- SELECTED EXCERPT:

:::

Biomedical Science, Bachelor of Science

Department of Biological Sciences

College of Engineering, Forestry, and Natural Sciences

This program provides rigorous biological training, focused on biomedical science. Students will research, study, and analyze natural systems, their components, and how they work. This program prepares students for entry-level biomedical jobs or further graduate/professional programs in the biomedical sciences.

  • To receive a bachelor's degree at Northern Arizona University, you must complete at least 120 units of credit that minimally includes a major, the liberal studies requirements, and university requirements as listed below.

    • All of Northern Arizona University's liberal studies, diversity, junior-level writing, and capstone requirements.
    • All requirements for your specific academic plan(s).
    • At least 30 units of upper-division courses, which may include transfer work.
    • At least 30 units of coursework taken through Northern Arizona University, of which at least 18 must be upper-division courses (300-level or above). This requirement is not met by credit-by-exam, retro-credits, transfer coursework, etc.
    • A cumulative grade point average of at least 2.0 on all work attempted at Northern Arizona University.
    The full policy can be viewed here.


In addition to University Requirements:

  • At least 67 units of major requirements

  • Up to 9 units of major prefix courses may be used to satisfy Liberal Studies requirements; these same courses may also be used to satisfy major requirements

  • Elective courses, if needed, to reach an overall total of at least 120 units

Please note that students may be able to use some courses to meet more than one requirement. Contact your advisor for details.

Minimum Units for Completion 120
Major GPA C
Highest Mathematics Required MAT 125
Research Optional
University Honors Program Optional
Progression Plan Link View Progression Plan
Student Learning Outcomes

Biomedical Science B.S.

  • Students will be able to communicate scientific information effectively, with specialized knowledge of issues in health-related fields within the biosciences.
  • As preparation for careers in research and the health sciences, students will be able to collect, analyze and interpret scientific data with application to problems involving human disease, molecular biology, genetics, cell biology and/or microbiology.
  • Students will develop proficiency in the quantitative skills necessary to analyze biological problems (e.g., arithmetic, algebra, dimensional analysis, and statistical analysis), with an emphasis of quantitative techniques applicable to biomedical fields.
  • Students will be able to apply the scientific method as a demonstration that they understand the basic paradigm of scientific inquiry as it relates health-related questions in the field of biology.

:::

- SOURCE MATERIAL:
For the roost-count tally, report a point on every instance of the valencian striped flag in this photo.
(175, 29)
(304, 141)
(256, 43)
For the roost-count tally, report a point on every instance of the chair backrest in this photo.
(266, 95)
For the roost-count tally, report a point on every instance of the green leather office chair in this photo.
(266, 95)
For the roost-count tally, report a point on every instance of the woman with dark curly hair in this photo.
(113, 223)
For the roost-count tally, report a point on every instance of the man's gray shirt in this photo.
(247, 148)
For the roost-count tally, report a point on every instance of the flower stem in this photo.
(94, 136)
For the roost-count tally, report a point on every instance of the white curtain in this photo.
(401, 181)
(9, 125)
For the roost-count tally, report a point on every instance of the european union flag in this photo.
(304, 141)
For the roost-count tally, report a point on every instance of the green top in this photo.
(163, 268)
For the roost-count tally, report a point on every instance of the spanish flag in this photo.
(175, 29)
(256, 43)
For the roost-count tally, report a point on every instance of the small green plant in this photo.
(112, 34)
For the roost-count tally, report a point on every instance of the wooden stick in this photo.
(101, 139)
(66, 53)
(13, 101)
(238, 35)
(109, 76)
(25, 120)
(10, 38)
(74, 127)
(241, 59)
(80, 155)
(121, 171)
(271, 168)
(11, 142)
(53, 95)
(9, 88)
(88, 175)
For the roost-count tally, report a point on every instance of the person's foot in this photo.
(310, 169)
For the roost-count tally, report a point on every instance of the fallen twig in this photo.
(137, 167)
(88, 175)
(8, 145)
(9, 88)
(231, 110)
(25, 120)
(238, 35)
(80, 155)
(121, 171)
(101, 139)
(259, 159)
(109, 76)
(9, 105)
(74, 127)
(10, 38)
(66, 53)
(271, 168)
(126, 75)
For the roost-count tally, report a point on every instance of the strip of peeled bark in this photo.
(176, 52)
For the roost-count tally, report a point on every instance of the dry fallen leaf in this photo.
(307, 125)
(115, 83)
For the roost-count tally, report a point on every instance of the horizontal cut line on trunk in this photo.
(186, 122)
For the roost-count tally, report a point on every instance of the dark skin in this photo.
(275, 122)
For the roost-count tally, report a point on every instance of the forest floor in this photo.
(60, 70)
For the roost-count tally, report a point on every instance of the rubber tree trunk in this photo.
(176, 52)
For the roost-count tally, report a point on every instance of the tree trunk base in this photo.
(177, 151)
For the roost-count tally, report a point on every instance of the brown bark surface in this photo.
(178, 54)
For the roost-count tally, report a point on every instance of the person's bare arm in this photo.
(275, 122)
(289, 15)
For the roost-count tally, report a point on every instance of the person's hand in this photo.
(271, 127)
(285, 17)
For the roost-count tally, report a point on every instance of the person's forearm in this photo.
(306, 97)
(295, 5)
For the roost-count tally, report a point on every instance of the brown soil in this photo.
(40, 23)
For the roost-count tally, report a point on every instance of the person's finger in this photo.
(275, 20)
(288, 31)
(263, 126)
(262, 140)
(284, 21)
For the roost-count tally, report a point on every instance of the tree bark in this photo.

:::

- WHAT YOU NEED TO DO:
1. Answer these questions from the Biomedical Science degree page:
(a) How many units of major requirements must a student complete?
(b) What is the highest mathematics course the program requires?
(c) Of the units taken through Northern Arizona University, how many must be upper-division courses?
2. Resume the Biomedical Science degree page after its final learning outcome and write a few more sentences in the same style.

- WRITTEN RESPONSES:
1.
(a) At least 67 units.
(b) MAT 125.
(c) At least 18 units.

2.
  • Students will be able to describe fundamental principles of biology e.g., central dogma, diversity of life, inheritance.
  • Students will understand that evolution is the central principle uniting the field of biology, and that human biology (e.g., physiology, behavior, disease, pathogen interactions) is shaped by the evolutionary process.
  • Students will be able to access and interrogate the primary scientific literature with knowledge of specialized resources available within the biomedical sciences (e.g., the National Library of Medicine)
  • Students will be able to synthesize material from throughout the biomedical discipline (e.g., evolution, genetics, molecular biology, anatomy, physiology, behavior, microbiology) and apply this to advanced-level course material (i.e., a Capstone experience).
  • Students will develop an appreciation for the interdisciplinary role of science as applied to human health challenges, including health issues affecting the global community and health disparities among differing communities.
  • Students will develop a mastery of one of the following areas, as applied to the biomedical sciences: a) Anatomy and Physiology, b) Genetics and Molecular Biology c) Microbiology and Immunology.

Major Requirements
General Electives
  • Additional coursework is required, if, after you have met the previously described requirements, you have not yet completed a total of 120 units of credit.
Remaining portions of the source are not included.